Start of INPUT RECORDS

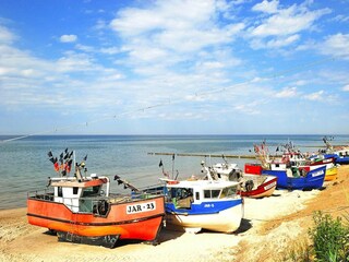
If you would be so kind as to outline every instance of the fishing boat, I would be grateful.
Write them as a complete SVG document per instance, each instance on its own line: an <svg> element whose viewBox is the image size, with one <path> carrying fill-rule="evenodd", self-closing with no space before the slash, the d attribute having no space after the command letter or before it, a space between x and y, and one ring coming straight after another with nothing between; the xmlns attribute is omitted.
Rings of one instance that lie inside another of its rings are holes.
<svg viewBox="0 0 349 262"><path fill-rule="evenodd" d="M46 189L28 192L28 223L56 233L59 241L107 248L125 239L156 245L165 217L165 196L112 194L109 178L87 176L84 162L76 163L74 176L69 176L72 154L67 155L58 160L49 153L59 176L49 178Z"/></svg>
<svg viewBox="0 0 349 262"><path fill-rule="evenodd" d="M233 233L243 217L239 182L167 180L166 224L191 233Z"/></svg>
<svg viewBox="0 0 349 262"><path fill-rule="evenodd" d="M273 167L273 165L275 165ZM279 168L277 164L272 164L272 169L265 169L262 175L277 177L277 188L281 189L321 189L324 183L326 166L306 171L300 167Z"/></svg>
<svg viewBox="0 0 349 262"><path fill-rule="evenodd" d="M268 175L251 175L242 172L237 164L218 163L212 167L206 167L202 163L204 171L209 172L209 176L214 179L225 181L237 181L240 183L240 194L242 196L260 199L264 196L270 196L277 183L277 177Z"/></svg>
<svg viewBox="0 0 349 262"><path fill-rule="evenodd" d="M337 145L334 146L329 143L328 138L323 138L323 141L326 145L325 151L320 151L320 155L314 157L321 158L334 158L336 164L346 165L349 164L349 146Z"/></svg>
<svg viewBox="0 0 349 262"><path fill-rule="evenodd" d="M240 183L205 176L173 179L164 170L161 183L142 189L143 192L166 195L166 227L174 230L198 233L202 229L232 233L243 217L243 199ZM121 181L123 182L123 181Z"/></svg>

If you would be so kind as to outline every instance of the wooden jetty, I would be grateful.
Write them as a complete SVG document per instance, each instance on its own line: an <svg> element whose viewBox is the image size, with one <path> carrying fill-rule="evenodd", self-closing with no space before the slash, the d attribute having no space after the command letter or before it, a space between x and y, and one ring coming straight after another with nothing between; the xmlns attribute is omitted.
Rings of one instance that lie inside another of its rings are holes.
<svg viewBox="0 0 349 262"><path fill-rule="evenodd" d="M255 159L255 155L226 155L226 154L202 154L202 153L164 153L164 152L148 152L148 155L168 155L168 156L195 156L195 157L226 157L226 158L245 158ZM270 156L275 157L275 156Z"/></svg>

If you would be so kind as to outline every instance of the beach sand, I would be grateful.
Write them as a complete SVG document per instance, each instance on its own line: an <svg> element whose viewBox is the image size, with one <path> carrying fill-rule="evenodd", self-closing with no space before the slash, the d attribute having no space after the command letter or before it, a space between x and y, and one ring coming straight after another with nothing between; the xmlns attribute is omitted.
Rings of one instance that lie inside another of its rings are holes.
<svg viewBox="0 0 349 262"><path fill-rule="evenodd" d="M58 242L45 228L27 224L26 209L0 211L0 261L277 261L308 235L312 214L346 214L349 166L325 190L276 190L273 196L245 199L244 218L234 234L171 231L159 245L119 242L115 249Z"/></svg>

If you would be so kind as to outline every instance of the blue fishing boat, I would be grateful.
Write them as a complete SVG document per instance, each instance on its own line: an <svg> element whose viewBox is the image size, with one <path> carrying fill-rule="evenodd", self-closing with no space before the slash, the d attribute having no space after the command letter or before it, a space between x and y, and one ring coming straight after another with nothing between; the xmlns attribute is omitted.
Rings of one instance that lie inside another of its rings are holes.
<svg viewBox="0 0 349 262"><path fill-rule="evenodd" d="M202 229L233 233L243 218L240 182L215 180L212 176L186 180L160 178L159 184L136 189L117 177L133 194L165 195L166 227L198 233Z"/></svg>
<svg viewBox="0 0 349 262"><path fill-rule="evenodd" d="M299 167L263 170L262 174L277 177L277 188L280 189L320 189L325 179L326 166L306 171Z"/></svg>

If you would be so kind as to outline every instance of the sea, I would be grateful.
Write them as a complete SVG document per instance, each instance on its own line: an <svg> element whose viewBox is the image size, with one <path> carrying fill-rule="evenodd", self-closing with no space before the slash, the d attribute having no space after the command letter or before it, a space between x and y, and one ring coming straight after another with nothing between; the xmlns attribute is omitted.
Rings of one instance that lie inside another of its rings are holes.
<svg viewBox="0 0 349 262"><path fill-rule="evenodd" d="M289 142L302 152L316 153L324 148L323 134L34 135L11 140L13 138L15 135L0 135L0 210L26 206L28 192L45 189L48 178L58 176L48 152L59 158L68 148L74 152L76 163L83 162L87 155L86 175L110 177L110 191L120 193L128 189L113 181L115 175L139 188L159 182L159 178L164 177L163 168L171 177L185 179L202 174L202 160L212 165L221 163L222 155L253 155L253 145L263 141L268 145L270 154L279 145ZM330 138L334 145L349 144L349 135L327 138ZM206 156L177 155L181 153ZM246 158L227 160L238 164L241 169L246 162L256 162Z"/></svg>

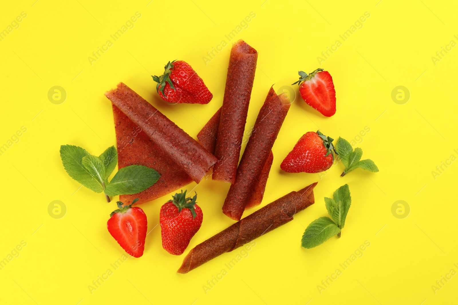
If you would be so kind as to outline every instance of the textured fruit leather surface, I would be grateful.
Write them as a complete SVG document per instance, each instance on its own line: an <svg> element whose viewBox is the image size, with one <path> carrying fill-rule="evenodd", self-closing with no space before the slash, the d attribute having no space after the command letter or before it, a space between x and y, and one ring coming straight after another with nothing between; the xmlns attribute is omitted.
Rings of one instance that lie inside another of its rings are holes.
<svg viewBox="0 0 458 305"><path fill-rule="evenodd" d="M231 50L212 179L233 183L256 70L257 52L241 39Z"/></svg>
<svg viewBox="0 0 458 305"><path fill-rule="evenodd" d="M134 164L144 165L158 171L161 177L152 186L138 194L121 195L125 204L138 198L136 204L150 201L180 189L192 182L183 167L149 138L137 124L113 104L113 118L118 148L119 168Z"/></svg>
<svg viewBox="0 0 458 305"><path fill-rule="evenodd" d="M215 151L218 125L219 123L219 117L221 114L221 108L220 108L197 134L197 139L200 141L202 146L212 154ZM245 207L245 209L259 205L262 201L262 197L264 196L264 193L266 189L266 184L269 177L269 172L270 171L273 162L273 154L271 150L269 157L262 167L261 174L250 193L249 198Z"/></svg>
<svg viewBox="0 0 458 305"><path fill-rule="evenodd" d="M288 98L283 94L277 95L271 87L243 152L235 182L230 186L223 206L223 212L232 219L238 220L242 217L289 106Z"/></svg>
<svg viewBox="0 0 458 305"><path fill-rule="evenodd" d="M317 182L291 192L247 216L191 250L178 272L185 273L293 220L294 215L315 203Z"/></svg>
<svg viewBox="0 0 458 305"><path fill-rule="evenodd" d="M218 160L197 141L123 83L105 95L198 183Z"/></svg>

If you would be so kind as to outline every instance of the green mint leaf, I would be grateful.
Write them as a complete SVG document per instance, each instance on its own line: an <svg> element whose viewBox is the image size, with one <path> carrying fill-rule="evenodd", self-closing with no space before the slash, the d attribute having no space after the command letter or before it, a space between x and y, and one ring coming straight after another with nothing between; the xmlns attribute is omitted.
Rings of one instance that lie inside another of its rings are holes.
<svg viewBox="0 0 458 305"><path fill-rule="evenodd" d="M155 170L142 165L123 167L107 186L105 193L109 196L136 194L155 183L160 177Z"/></svg>
<svg viewBox="0 0 458 305"><path fill-rule="evenodd" d="M112 146L107 148L98 157L105 166L104 180L108 179L118 164L118 151L114 146Z"/></svg>
<svg viewBox="0 0 458 305"><path fill-rule="evenodd" d="M351 205L351 196L348 184L340 187L334 192L333 198L324 198L326 209L334 222L340 229L343 229L347 214Z"/></svg>
<svg viewBox="0 0 458 305"><path fill-rule="evenodd" d="M359 147L355 148L354 150L349 155L348 165L346 166L348 169L345 171L349 172L357 168L358 167L357 164L361 160L362 156L363 156L363 150Z"/></svg>
<svg viewBox="0 0 458 305"><path fill-rule="evenodd" d="M323 242L340 232L340 229L330 218L321 217L307 227L302 235L301 246L311 249Z"/></svg>
<svg viewBox="0 0 458 305"><path fill-rule="evenodd" d="M96 193L104 190L82 164L82 158L89 155L86 150L74 145L62 145L60 152L62 165L69 176Z"/></svg>
<svg viewBox="0 0 458 305"><path fill-rule="evenodd" d="M339 155L344 165L347 167L349 164L349 159L353 152L351 145L348 141L339 137L336 142L336 152Z"/></svg>
<svg viewBox="0 0 458 305"><path fill-rule="evenodd" d="M339 137L336 143L335 150L342 160L342 163L345 166L345 170L341 175L342 177L358 167L369 171L378 171L378 168L373 161L369 159L361 160L363 155L362 149L356 147L354 150L348 141L340 137Z"/></svg>
<svg viewBox="0 0 458 305"><path fill-rule="evenodd" d="M97 181L102 189L104 188L105 166L98 157L88 155L83 157L81 162L89 174Z"/></svg>
<svg viewBox="0 0 458 305"><path fill-rule="evenodd" d="M378 171L378 167L375 165L374 161L370 159L366 159L365 160L361 160L358 162L358 167L361 167L363 170L377 172Z"/></svg>

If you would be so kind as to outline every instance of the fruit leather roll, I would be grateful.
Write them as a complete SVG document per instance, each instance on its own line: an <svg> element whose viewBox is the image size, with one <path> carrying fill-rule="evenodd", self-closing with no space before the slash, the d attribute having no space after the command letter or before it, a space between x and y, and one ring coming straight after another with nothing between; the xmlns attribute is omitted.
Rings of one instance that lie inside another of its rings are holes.
<svg viewBox="0 0 458 305"><path fill-rule="evenodd" d="M219 161L213 167L213 180L235 181L257 61L257 52L243 40L233 46L218 127L215 156Z"/></svg>
<svg viewBox="0 0 458 305"><path fill-rule="evenodd" d="M221 114L221 108L220 108L215 113L212 118L208 120L199 133L197 134L197 139L200 141L205 149L212 154L215 152L215 145L216 144L216 137L218 135L218 125L219 123L219 116ZM253 191L251 192L250 198L248 200L245 209L251 209L259 205L262 201L264 191L266 189L266 184L269 177L269 172L272 166L273 161L273 154L272 150L267 158L267 161L262 167L262 170L259 175Z"/></svg>
<svg viewBox="0 0 458 305"><path fill-rule="evenodd" d="M286 95L277 95L271 87L240 161L235 183L223 206L223 212L232 219L238 220L242 217L289 106Z"/></svg>
<svg viewBox="0 0 458 305"><path fill-rule="evenodd" d="M291 192L197 245L185 257L177 272L187 273L290 221L296 213L315 203L313 188L317 183Z"/></svg>
<svg viewBox="0 0 458 305"><path fill-rule="evenodd" d="M216 137L218 135L218 126L221 116L221 108L220 108L197 134L197 139L200 141L202 146L213 155L215 154Z"/></svg>
<svg viewBox="0 0 458 305"><path fill-rule="evenodd" d="M218 159L133 90L121 82L105 93L193 180L198 183Z"/></svg>

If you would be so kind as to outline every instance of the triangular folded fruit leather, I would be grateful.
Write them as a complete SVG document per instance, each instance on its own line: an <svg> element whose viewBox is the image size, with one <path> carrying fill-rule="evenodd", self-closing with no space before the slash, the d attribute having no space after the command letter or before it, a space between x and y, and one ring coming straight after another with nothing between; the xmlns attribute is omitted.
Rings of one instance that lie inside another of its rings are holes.
<svg viewBox="0 0 458 305"><path fill-rule="evenodd" d="M219 117L221 115L221 108L220 108L213 115L213 116L208 120L199 133L197 134L197 139L200 141L201 144L204 148L212 154L215 153L215 147L216 145L216 136L218 133L218 125L219 124ZM266 190L266 183L269 177L269 172L270 167L273 161L273 154L272 151L270 155L259 175L258 183L255 186L251 197L248 200L248 203L245 207L245 209L254 208L261 204L264 196L264 191Z"/></svg>
<svg viewBox="0 0 458 305"><path fill-rule="evenodd" d="M156 183L143 192L133 195L121 195L120 201L129 204L138 198L136 204L150 201L183 187L192 179L153 142L142 128L113 104L113 117L118 148L119 168L134 164L144 165L157 171L161 175Z"/></svg>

End of INPUT RECORDS

◆ **EXERCISE**: Copy the records from the line with "leather, I would be grateful." up to and including the line with "117L221 115L221 108L220", changing "triangular" to "square" and leaving everything else the same.

◆ **ANSWER TO THIS EXERCISE**:
If you would be so kind as to outline every instance of the square folded fruit leather, I would be grateful.
Write them as a complete SVG document per instance, each instance on its own line: an <svg> element whose viewBox is the image size, with one <path> carrying fill-rule="evenodd", self-closing with no space before the slash, the d attribute having no space after the command letter or before it, a space between x and y, and one ring coming straight after another with nothing between; the xmlns attribute is omitted.
Rings of one instance that lie inside another of its rings are holes.
<svg viewBox="0 0 458 305"><path fill-rule="evenodd" d="M219 117L221 115L221 108L220 108L213 115L213 116L208 120L199 133L197 134L197 139L200 141L201 144L204 148L212 154L215 153L215 147L216 145L216 136L218 133L218 125L219 124ZM266 190L266 183L269 177L269 172L270 167L273 161L273 154L272 151L270 155L259 175L258 183L255 186L251 197L248 200L248 203L245 207L245 209L254 208L261 204L264 196L264 191Z"/></svg>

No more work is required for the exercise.